> Stated goal
Print all of the records below word for word, keeping every line unchanged and in its original order.

— Begin Records to use —

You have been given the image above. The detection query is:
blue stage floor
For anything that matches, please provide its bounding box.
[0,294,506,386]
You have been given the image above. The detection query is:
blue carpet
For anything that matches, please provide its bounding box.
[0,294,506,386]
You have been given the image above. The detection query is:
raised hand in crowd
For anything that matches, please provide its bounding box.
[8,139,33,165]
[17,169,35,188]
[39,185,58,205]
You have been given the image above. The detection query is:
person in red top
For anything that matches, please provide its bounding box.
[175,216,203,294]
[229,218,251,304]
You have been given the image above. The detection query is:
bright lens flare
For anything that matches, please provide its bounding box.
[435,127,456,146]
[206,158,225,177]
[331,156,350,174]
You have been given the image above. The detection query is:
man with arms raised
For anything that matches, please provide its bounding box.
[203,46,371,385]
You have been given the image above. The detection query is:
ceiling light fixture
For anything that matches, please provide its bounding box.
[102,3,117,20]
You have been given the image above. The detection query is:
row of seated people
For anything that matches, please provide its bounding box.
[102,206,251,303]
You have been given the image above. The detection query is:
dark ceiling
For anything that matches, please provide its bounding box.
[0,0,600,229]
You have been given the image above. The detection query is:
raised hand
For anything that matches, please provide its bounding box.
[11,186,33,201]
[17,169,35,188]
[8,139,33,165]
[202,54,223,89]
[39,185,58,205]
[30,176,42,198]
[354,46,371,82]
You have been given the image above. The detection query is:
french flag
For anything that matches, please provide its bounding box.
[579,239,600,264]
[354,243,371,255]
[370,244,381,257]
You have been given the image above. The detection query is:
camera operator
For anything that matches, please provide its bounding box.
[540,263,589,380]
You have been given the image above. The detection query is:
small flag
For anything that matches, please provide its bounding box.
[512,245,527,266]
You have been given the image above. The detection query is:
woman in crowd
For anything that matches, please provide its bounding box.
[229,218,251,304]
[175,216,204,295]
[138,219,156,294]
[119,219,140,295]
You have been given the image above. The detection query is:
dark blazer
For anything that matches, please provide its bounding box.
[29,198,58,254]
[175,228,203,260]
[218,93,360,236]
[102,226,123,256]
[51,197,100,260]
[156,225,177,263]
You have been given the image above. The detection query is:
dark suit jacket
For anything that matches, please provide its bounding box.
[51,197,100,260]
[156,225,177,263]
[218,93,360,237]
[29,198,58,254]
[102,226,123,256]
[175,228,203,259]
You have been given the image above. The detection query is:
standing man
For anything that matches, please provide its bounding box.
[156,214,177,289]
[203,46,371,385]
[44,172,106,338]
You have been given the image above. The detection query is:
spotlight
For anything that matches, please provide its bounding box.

— End Records to use —

> Task response
You have been given the image above. The detection query is:
blue stage floor
For anything that matches, please provide its bounding box.
[0,294,506,386]
You have been given the image above. The detection query is:
blue carpet
For anything that matches, please provide its bounding box.
[0,294,506,386]
You have been given the image above. The detection query is:
raised hand in crowd
For anything that matches, please provide its bounding box.
[8,139,33,165]
[17,169,35,188]
[39,185,58,205]
You have been given the image above. The detection query is:
person in red top
For anything that matches, please provide its bounding box.
[175,216,203,294]
[229,218,251,304]
You have been given the image above. The detection query is:
bright lens flare
For anything that matches, please provide its bounding box.
[435,127,456,146]
[206,158,225,177]
[331,156,350,174]
You have been given the image above. The detection query is:
man with arms raised
For anything that matches, please provide its bounding box.
[203,46,371,385]
You have been given the image above. The detection query is:
ceiling light fixture
For anything that matches, please provide its bounding box.
[102,3,117,20]
You have been given the image above. The detection query is:
row of seated people
For anything that matches, please provide its bounding box.
[102,206,251,303]
You have been given the image above. The detection query is:
dark ceiling
For anything that matches, please provide its bounding box.
[0,0,600,229]
You have been given the image above. The detection query is:
raised hand
For anything that matches, please provide its bounding box.
[11,186,33,201]
[17,169,35,188]
[8,139,33,165]
[202,54,223,89]
[39,185,58,205]
[30,176,42,198]
[354,46,371,82]
You have been given the image above. The detection query is:
french flag
For anything that matches, please provide its bounding box.
[579,239,600,264]
[354,243,371,255]
[370,244,381,257]
You have been given the image above. The detection query is:
camera operator
For anything that matches, please provide its bounding box.
[540,263,589,380]
You have been given the image above. The detection query is:
small flag
For anything that matches, please provide its bounding box.
[512,245,527,266]
You have been given the image above. The detection query is:
woman in crowd
For anything that matches, please provide its bounding box.
[229,218,251,304]
[175,216,204,295]
[138,219,156,294]
[119,219,140,295]
You have been given the image above. The detection query is:
dark blazer
For anything that matches, please provide its bounding box.
[29,198,58,254]
[175,228,203,260]
[218,93,360,236]
[102,226,123,256]
[51,197,100,260]
[156,225,177,263]
You have been given the image above. The detection query is:
dark suit jacket
For anything that matches, please provide its bounding box.
[51,197,100,260]
[156,225,177,263]
[218,93,360,237]
[29,198,58,254]
[102,226,123,256]
[175,228,203,259]
You have been given the image above. The detection query is:
standing man
For anything that matches, please provide its bounding box.
[156,214,177,289]
[203,46,371,385]
[44,172,106,338]
You have been given the image above. The detection query is:
spotlight
For anything that matches, please provide its bounding box.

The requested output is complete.